- What you are asked to do
Every entry below should be printed exactly.

- Records provided
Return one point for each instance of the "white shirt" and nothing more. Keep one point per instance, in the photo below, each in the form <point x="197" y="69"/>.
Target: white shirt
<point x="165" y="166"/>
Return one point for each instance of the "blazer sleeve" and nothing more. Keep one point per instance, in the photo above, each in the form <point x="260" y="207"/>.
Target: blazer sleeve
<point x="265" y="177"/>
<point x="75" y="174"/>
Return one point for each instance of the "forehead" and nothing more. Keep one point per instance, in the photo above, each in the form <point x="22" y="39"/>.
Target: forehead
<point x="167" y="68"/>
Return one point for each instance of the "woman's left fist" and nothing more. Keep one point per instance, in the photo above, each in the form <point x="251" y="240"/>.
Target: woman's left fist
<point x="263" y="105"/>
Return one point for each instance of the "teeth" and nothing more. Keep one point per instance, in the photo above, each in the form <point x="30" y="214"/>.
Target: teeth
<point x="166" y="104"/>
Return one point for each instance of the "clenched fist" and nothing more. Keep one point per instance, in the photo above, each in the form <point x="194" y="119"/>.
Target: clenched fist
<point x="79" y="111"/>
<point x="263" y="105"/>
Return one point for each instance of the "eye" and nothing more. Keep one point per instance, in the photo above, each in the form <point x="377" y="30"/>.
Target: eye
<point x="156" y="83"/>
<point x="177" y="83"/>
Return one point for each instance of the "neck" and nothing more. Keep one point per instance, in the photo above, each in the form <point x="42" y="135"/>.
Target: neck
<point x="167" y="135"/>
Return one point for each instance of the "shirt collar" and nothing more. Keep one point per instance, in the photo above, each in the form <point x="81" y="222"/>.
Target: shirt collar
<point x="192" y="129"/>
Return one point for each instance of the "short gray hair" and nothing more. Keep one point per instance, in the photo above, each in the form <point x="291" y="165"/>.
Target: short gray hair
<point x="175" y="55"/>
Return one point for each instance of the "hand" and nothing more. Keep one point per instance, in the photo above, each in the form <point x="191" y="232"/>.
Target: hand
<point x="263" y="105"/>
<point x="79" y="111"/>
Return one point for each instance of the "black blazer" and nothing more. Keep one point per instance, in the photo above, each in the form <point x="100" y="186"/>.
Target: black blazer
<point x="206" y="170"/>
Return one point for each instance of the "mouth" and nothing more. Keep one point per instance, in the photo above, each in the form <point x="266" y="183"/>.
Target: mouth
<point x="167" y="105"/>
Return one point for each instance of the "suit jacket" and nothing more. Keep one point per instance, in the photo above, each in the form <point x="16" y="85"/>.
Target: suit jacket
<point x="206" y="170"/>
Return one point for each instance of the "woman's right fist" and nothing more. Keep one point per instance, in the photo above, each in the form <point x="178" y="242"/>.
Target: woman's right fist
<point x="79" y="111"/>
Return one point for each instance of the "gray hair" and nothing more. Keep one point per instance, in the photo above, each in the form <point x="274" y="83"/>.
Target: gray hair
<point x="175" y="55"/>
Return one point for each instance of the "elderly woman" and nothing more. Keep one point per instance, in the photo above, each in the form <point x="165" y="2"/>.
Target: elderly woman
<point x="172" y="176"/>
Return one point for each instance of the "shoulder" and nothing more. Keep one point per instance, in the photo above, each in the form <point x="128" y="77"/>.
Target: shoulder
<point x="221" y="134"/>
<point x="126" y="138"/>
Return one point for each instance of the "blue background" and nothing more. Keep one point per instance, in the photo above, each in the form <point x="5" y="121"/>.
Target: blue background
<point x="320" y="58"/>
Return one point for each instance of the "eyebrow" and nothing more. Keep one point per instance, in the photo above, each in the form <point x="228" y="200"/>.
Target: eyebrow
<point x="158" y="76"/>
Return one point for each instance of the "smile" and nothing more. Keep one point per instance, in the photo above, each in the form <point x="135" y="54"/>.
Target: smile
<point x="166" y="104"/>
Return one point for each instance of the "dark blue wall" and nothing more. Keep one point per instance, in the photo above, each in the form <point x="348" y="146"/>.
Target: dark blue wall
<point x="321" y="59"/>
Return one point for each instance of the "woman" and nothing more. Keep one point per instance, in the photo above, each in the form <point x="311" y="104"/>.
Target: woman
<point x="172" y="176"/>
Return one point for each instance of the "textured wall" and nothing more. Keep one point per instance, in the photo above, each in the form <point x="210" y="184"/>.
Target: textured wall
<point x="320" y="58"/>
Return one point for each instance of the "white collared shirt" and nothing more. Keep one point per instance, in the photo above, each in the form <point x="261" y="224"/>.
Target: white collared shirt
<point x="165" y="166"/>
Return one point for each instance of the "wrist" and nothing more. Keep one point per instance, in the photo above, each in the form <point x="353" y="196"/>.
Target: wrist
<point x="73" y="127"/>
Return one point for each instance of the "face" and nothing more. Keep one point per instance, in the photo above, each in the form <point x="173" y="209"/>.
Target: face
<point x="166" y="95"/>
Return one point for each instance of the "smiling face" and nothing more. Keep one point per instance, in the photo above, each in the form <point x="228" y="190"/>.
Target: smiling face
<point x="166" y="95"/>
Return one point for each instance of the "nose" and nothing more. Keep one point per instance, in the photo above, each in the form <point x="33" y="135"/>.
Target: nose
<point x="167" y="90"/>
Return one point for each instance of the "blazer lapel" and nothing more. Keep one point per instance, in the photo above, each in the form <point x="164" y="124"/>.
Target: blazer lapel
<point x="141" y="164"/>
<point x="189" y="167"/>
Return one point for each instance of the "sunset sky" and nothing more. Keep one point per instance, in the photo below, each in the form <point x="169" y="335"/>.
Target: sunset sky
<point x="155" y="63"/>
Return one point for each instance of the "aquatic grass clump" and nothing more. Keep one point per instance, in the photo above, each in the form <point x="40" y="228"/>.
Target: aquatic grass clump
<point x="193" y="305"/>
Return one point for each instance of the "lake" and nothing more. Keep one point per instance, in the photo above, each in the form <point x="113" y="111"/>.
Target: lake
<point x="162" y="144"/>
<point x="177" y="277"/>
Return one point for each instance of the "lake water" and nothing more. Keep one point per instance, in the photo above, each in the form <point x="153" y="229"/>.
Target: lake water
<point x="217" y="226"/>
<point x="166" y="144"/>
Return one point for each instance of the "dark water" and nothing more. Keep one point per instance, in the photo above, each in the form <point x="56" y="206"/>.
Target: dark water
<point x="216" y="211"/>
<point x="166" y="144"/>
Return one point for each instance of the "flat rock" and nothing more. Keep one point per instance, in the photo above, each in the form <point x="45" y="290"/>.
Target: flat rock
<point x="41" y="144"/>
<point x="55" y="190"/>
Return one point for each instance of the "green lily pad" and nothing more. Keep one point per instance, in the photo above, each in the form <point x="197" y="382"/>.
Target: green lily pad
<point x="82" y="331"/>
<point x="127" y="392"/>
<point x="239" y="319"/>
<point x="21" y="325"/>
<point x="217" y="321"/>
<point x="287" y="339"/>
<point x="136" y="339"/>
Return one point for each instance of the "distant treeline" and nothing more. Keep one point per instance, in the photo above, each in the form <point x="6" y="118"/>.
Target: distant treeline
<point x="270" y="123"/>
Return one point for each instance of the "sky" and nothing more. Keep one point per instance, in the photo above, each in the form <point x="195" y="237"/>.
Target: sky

- Exercise response
Return one point for each instance of the "white shirt" and nothing more. Keep one point per instance, in the photo below, each in the form <point x="197" y="69"/>.
Target: white shirt
<point x="165" y="166"/>
Return one point for each instance of the "blazer sleeve" and nothing more. Keep one point per instance, in the photo above, each in the form <point x="260" y="207"/>.
Target: blazer sleeve
<point x="265" y="177"/>
<point x="75" y="174"/>
Return one point for each instance of the "forehead" and nothing more. Keep one point per instance, in the photo above, each in the form <point x="22" y="39"/>.
Target: forehead
<point x="167" y="68"/>
Return one point for each instance of the "woman's left fist" and nothing more. Keep one point per instance, in the photo above, each in the form <point x="251" y="240"/>.
Target: woman's left fist
<point x="263" y="105"/>
Return one point for each instance of the "teeth" and nothing more. Keep one point per instance, in the photo above, each in the form <point x="30" y="214"/>.
Target: teeth
<point x="166" y="104"/>
Return one point for each instance of the "clenched fist" and nothing more. Keep one point per instance, in the photo above, each in the form <point x="194" y="119"/>.
Target: clenched fist
<point x="79" y="111"/>
<point x="263" y="105"/>
Return one point for each instance of the "eye" and nothing more. Keep one point per instance, in the photo above, each in the form <point x="377" y="30"/>.
Target: eye
<point x="156" y="83"/>
<point x="177" y="83"/>
Return one point for each instance of the "neck" and nothing more. Keep one point per instance, in the photo above, each in the form <point x="42" y="135"/>.
Target: neck
<point x="167" y="135"/>
Return one point for each instance of the "shirt collar" and nothing more. Keep one point per instance, in the photo above, each in the form <point x="81" y="222"/>.
Target: shirt collar
<point x="192" y="129"/>
Return one point for each instance of the "short gray hair" and nothing more. Keep one point per instance, in the photo above, each in the form <point x="291" y="165"/>.
Target: short gray hair
<point x="175" y="55"/>
Return one point for each instance of the "hand" and nothing more. Keep one point per instance, in the photo above, each in the form <point x="191" y="232"/>.
Target: hand
<point x="263" y="105"/>
<point x="79" y="111"/>
Return one point for each instance of the "black blazer" and nothing more. Keep one point per instance, in the photo above, each in the form <point x="100" y="186"/>.
Target: black blazer
<point x="206" y="170"/>
Return one point for each instance of the "mouth" and nothing more. Keep one point per instance, in the photo above, each in the form <point x="266" y="183"/>.
Target: mouth
<point x="167" y="105"/>
Return one point for each instance of the "suit jacket" and nothing more. Keep one point per instance, in the photo above, each in the form <point x="16" y="85"/>.
Target: suit jacket
<point x="206" y="170"/>
Return one point for each instance of the "woman's right fist" and nothing more. Keep one point per instance, in the photo above, each in the form <point x="178" y="242"/>.
Target: woman's right fist
<point x="79" y="111"/>
Return one point for each instance of the "gray hair" and nothing more. Keep one point per instance, in the photo above, each in the form <point x="274" y="83"/>.
Target: gray hair
<point x="175" y="55"/>
Return one point for each instance of the "elderly woman" and nothing more. Keep one point per instance, in the photo above, each in the form <point x="165" y="2"/>.
Target: elderly woman
<point x="172" y="176"/>
Return one point for each instance of the "shoulder" and nothing more. Keep one point per instance, in the photo above, each in the form <point x="128" y="77"/>.
Target: shoulder
<point x="221" y="134"/>
<point x="126" y="138"/>
Return one point for each instance of the "blue background" and nothing more. Keep one point per instance, in the photo above, each in the form <point x="5" y="121"/>.
Target: blue background
<point x="320" y="58"/>
Return one point for each instance of the "eyebrow" and nothing more. Keep one point per instance, in the photo above, each in the form <point x="228" y="200"/>.
Target: eyebrow
<point x="158" y="76"/>
Return one point for each instance of the "smile" and nothing more. Keep one point per instance, in the photo above, each in the form <point x="135" y="54"/>.
Target: smile
<point x="166" y="104"/>
Return one point for each instance of the "dark blue wall" and nothing more. Keep one point per instance, in the photo above, each in the form <point x="348" y="146"/>.
Target: dark blue wall
<point x="321" y="59"/>
Return one point for each instance of the "woman" and nothing more. Keep one point per instance, in the photo above, each in the form <point x="311" y="104"/>.
Target: woman
<point x="172" y="176"/>
Return one point for each instance of the "textured wall" and nothing more. Keep one point per instance, in the photo above, each in the form <point x="210" y="184"/>.
Target: textured wall
<point x="320" y="58"/>
Return one point for each instance of the "white collared shirt" and nothing more. Keep one point per instance, in the photo above, each in the form <point x="261" y="224"/>.
Target: white collared shirt
<point x="165" y="166"/>
Return one point for each instance of the "wrist" and nothing more. Keep one point per instance, in the photo above, each in the form <point x="353" y="196"/>.
Target: wrist
<point x="73" y="127"/>
Return one point for each instance of the "face" and nothing more. Keep one point per instance, in the photo above, each in the form <point x="173" y="209"/>.
Target: face
<point x="166" y="95"/>
Return one point for each instance of the "smiling face" and nothing more. Keep one point per instance, in the photo above, each in the form <point x="228" y="190"/>.
Target: smiling face
<point x="166" y="95"/>
Return one point for each instance of the "nose" and nothing more. Keep one point per instance, in the photo above, each in the form <point x="33" y="135"/>.
Target: nose
<point x="167" y="90"/>
Return one point for each instance of the "blazer lapel" and nothing more. Keep one point per instance, in the photo above, each in the form <point x="164" y="124"/>.
Target: blazer lapel
<point x="141" y="164"/>
<point x="189" y="167"/>
Return one point for each instance of the "sunset sky" and nothing more. Keep one point per instance, in the photo below, each in the form <point x="169" y="335"/>.
Target: sunset sky
<point x="155" y="63"/>
Return one point for each instance of the "aquatic grass clump" and nothing more. Keep one point per instance, in the photo above, each in the form <point x="40" y="228"/>.
Target: aquatic grass clump
<point x="193" y="305"/>
Return one point for each instance of the "lake" and nothing more. Keep one point per instance, in the photo above, each in the form <point x="113" y="111"/>.
Target: lake
<point x="162" y="144"/>
<point x="177" y="277"/>
Return one point for each instance of the "lake water" and nothing more. Keep one point per instance, in the photo above, each in the form <point x="153" y="229"/>.
Target: lake water
<point x="217" y="226"/>
<point x="166" y="144"/>
Return one point for each instance of the "dark water" and nothing more. Keep one point per instance, in the photo above, each in the form <point x="56" y="206"/>.
Target: dark water
<point x="216" y="211"/>
<point x="166" y="144"/>
Return one point for each instance of the "flat rock" and nothing more. Keep one point per instance, in the photo above, each in the form <point x="45" y="290"/>.
Target: flat rock
<point x="41" y="144"/>
<point x="55" y="190"/>
Return one point for each instance of the "green lily pad" and nothing more. Keep one point per instance, in the photo above, each in the form <point x="197" y="382"/>.
Target: green lily pad
<point x="82" y="331"/>
<point x="127" y="392"/>
<point x="239" y="319"/>
<point x="21" y="325"/>
<point x="217" y="321"/>
<point x="287" y="339"/>
<point x="136" y="339"/>
Return one point for each instance of the "distant treeline" and nothing more. Keep one point per instance, in the photo above, each in the form <point x="6" y="118"/>.
Target: distant treeline
<point x="270" y="123"/>
Return one point for each instance of the "sky" and nothing more. Keep one point per instance, in the photo above, each in the form <point x="195" y="237"/>.
Target: sky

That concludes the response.